» **Problem statement**: Render the items below as a Markdown table with two columns, Row and Entry, numbering each line and leaving out blank lines.

───── Extracted entries

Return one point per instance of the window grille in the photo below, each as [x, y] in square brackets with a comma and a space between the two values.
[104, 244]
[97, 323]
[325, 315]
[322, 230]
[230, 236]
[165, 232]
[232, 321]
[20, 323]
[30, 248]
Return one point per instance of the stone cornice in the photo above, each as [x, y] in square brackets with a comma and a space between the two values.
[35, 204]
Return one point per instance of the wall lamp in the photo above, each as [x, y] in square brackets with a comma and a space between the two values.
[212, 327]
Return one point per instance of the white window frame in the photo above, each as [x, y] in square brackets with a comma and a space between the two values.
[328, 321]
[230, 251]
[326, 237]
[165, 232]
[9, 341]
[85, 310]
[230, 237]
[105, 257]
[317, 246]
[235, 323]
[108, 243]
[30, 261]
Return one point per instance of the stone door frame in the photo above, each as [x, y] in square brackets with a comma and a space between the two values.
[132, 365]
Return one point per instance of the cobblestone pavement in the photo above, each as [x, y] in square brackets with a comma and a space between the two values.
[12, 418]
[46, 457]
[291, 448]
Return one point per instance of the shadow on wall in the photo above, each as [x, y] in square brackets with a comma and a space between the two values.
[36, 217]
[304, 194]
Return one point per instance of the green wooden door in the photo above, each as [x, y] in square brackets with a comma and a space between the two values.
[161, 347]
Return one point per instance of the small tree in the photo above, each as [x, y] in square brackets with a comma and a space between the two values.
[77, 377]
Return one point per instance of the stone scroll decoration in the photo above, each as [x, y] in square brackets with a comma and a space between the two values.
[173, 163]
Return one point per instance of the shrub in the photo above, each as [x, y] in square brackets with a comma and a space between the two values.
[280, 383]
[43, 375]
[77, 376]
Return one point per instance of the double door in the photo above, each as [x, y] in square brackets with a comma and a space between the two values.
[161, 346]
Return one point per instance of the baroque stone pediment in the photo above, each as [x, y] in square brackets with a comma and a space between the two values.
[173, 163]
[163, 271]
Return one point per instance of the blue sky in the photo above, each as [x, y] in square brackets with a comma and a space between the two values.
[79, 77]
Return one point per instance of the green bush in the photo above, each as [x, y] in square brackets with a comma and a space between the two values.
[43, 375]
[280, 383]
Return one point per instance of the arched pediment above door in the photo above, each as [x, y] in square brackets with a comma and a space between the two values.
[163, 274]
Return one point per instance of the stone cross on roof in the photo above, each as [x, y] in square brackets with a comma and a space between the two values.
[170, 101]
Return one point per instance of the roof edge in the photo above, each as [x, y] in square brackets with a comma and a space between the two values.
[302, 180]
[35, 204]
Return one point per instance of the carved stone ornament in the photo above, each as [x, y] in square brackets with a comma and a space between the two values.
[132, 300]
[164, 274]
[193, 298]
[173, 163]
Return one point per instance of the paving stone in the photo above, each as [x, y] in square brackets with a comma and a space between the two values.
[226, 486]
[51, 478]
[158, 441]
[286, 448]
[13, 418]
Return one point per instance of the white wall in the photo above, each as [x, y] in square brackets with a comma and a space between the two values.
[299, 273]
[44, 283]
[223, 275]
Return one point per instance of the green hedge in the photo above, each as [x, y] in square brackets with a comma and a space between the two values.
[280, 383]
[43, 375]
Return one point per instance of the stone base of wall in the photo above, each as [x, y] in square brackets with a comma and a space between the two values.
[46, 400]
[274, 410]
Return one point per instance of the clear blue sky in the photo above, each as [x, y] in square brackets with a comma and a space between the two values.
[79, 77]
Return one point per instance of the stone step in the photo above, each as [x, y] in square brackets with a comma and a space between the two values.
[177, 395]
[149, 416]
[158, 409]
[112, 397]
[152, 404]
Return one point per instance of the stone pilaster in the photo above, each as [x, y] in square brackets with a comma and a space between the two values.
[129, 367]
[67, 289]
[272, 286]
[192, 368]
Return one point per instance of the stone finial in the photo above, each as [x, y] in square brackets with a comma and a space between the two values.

──────────

» **Reply**:
| Row | Entry |
|---|---|
| 1 | Return one point per instance of the window grille in the photo below, each as [x, y] in square brackets with a comma and a space between the two values. |
| 2 | [104, 244] |
| 3 | [97, 323] |
| 4 | [325, 315] |
| 5 | [322, 230] |
| 6 | [230, 236] |
| 7 | [165, 232] |
| 8 | [232, 321] |
| 9 | [20, 323] |
| 10 | [30, 248] |
| 11 | Return one point per instance of the stone cornice in the photo above, each as [x, y] in square brackets with a comma and a space between the two values. |
| 12 | [35, 204] |
| 13 | Return one point per instance of the wall lamp in the photo above, each as [x, y] in square brackets with a comma and a space between the two values. |
| 14 | [212, 327] |
| 15 | Return one point per instance of the white window frame in the photo above, each as [x, y] in square brackets with a comma and a space between the two values. |
| 16 | [328, 321] |
| 17 | [230, 251] |
| 18 | [326, 237] |
| 19 | [165, 232] |
| 20 | [9, 341] |
| 21 | [85, 310] |
| 22 | [230, 237] |
| 23 | [105, 257] |
| 24 | [317, 246] |
| 25 | [235, 323] |
| 26 | [108, 243] |
| 27 | [30, 261] |
| 28 | Return one point per instance of the stone door frame in the photo above, each as [x, y] in square brackets with a comma and a space between the two values. |
| 29 | [132, 365] |
| 30 | Return one point per instance of the cobblestone pavement in the photo above, each as [x, y] in square brackets with a comma and a space between the two values. |
| 31 | [12, 418] |
| 32 | [46, 457] |
| 33 | [291, 448] |
| 34 | Return one point per instance of the shadow on wall in the photo above, each as [x, y] in square brackets with a comma and a space between the two values. |
| 35 | [36, 217] |
| 36 | [304, 194] |
| 37 | Return one point per instance of the green wooden door in the photo above, each as [x, y] in square brackets with a comma and a space between the two values. |
| 38 | [161, 347] |
| 39 | Return one point per instance of the small tree in the photo above, each as [x, y] in square brackets with a comma and a space between the two values. |
| 40 | [77, 377] |
| 41 | Return one point per instance of the stone scroll decoration in the photo above, each as [x, y] in square brackets with a comma and a space between the two values. |
| 42 | [173, 163] |
| 43 | Return one point per instance of the shrub in the photo above, each as [x, y] in square brackets with a comma and a space between the two values. |
| 44 | [280, 383] |
| 45 | [43, 375] |
| 46 | [77, 376] |
| 47 | Return one point per instance of the double door in the photo above, each as [x, y] in square brackets with a comma and a space between the two values. |
| 48 | [161, 346] |
| 49 | Return one point per instance of the baroque stone pediment in the photo above, each as [x, y] in square brackets with a comma and a space between the two values. |
| 50 | [173, 163] |
| 51 | [163, 271] |
| 52 | Return one point per instance of the blue sky in the photo above, each as [x, y] in square brackets with a comma and a space between the two values. |
| 53 | [79, 77] |
| 54 | Return one point per instance of the green bush in the photo above, each as [x, y] in square brackets with a comma and a space between the two values. |
| 55 | [43, 375] |
| 56 | [280, 383] |
| 57 | Return one point per instance of the arched pediment above door in the photo above, each as [x, y] in square brackets with a comma and a space between the two values. |
| 58 | [163, 274] |
| 59 | Return one point per instance of the stone cross on roof in the photo above, each as [x, y] in square brackets with a comma and a space between the two values. |
| 60 | [170, 101] |
| 61 | Return one point per instance of the roof edge in the photo above, each as [x, y] in square brackets with a comma and a space between the two values. |
| 62 | [302, 180] |
| 63 | [35, 204] |
| 64 | Return one point per instance of the carved stone ornament in the photo above, each as [x, y] in square brackets with a comma and a space between the two values. |
| 65 | [132, 300] |
| 66 | [164, 274] |
| 67 | [193, 298] |
| 68 | [173, 163] |
| 69 | Return one point per instance of the paving stone in the photo above, each as [x, y] in square brackets with a comma and a space between the two values. |
| 70 | [226, 486] |
| 71 | [51, 478] |
| 72 | [158, 441] |
| 73 | [286, 448] |
| 74 | [13, 418] |
| 75 | Return one point per instance of the white wall in the photo above, each as [x, y] in square brackets with a comma and a space between the two values. |
| 76 | [299, 273] |
| 77 | [44, 283] |
| 78 | [223, 275] |
| 79 | Return one point per instance of the green hedge in the photo above, each as [x, y] in square brackets with a comma and a space between the two values. |
| 80 | [280, 383] |
| 81 | [43, 375] |
| 82 | Return one point per instance of the stone base of wall in the photo above, each as [x, y] in square brackets with a comma and a space between the two values. |
| 83 | [46, 400] |
| 84 | [274, 410] |
| 85 | Return one point per instance of the clear blue sky in the photo above, each as [x, y] in square brackets with a comma and a space between the two values. |
| 86 | [79, 77] |
| 87 | Return one point per instance of the stone step in the photo above, each as [x, y] in square brackets with a comma and a space between the two values. |
| 88 | [177, 395] |
| 89 | [149, 416] |
| 90 | [158, 409] |
| 91 | [112, 397] |
| 92 | [152, 404] |
| 93 | Return one point per instance of the stone pilaster in the photo above, each as [x, y] in square brackets with a comma and a space between the two values. |
| 94 | [129, 367] |
| 95 | [67, 289] |
| 96 | [272, 286] |
| 97 | [192, 368] |
| 98 | Return one point per instance of the stone finial in the photo above, each as [x, y] in square brackets with a comma and a space between the two values. |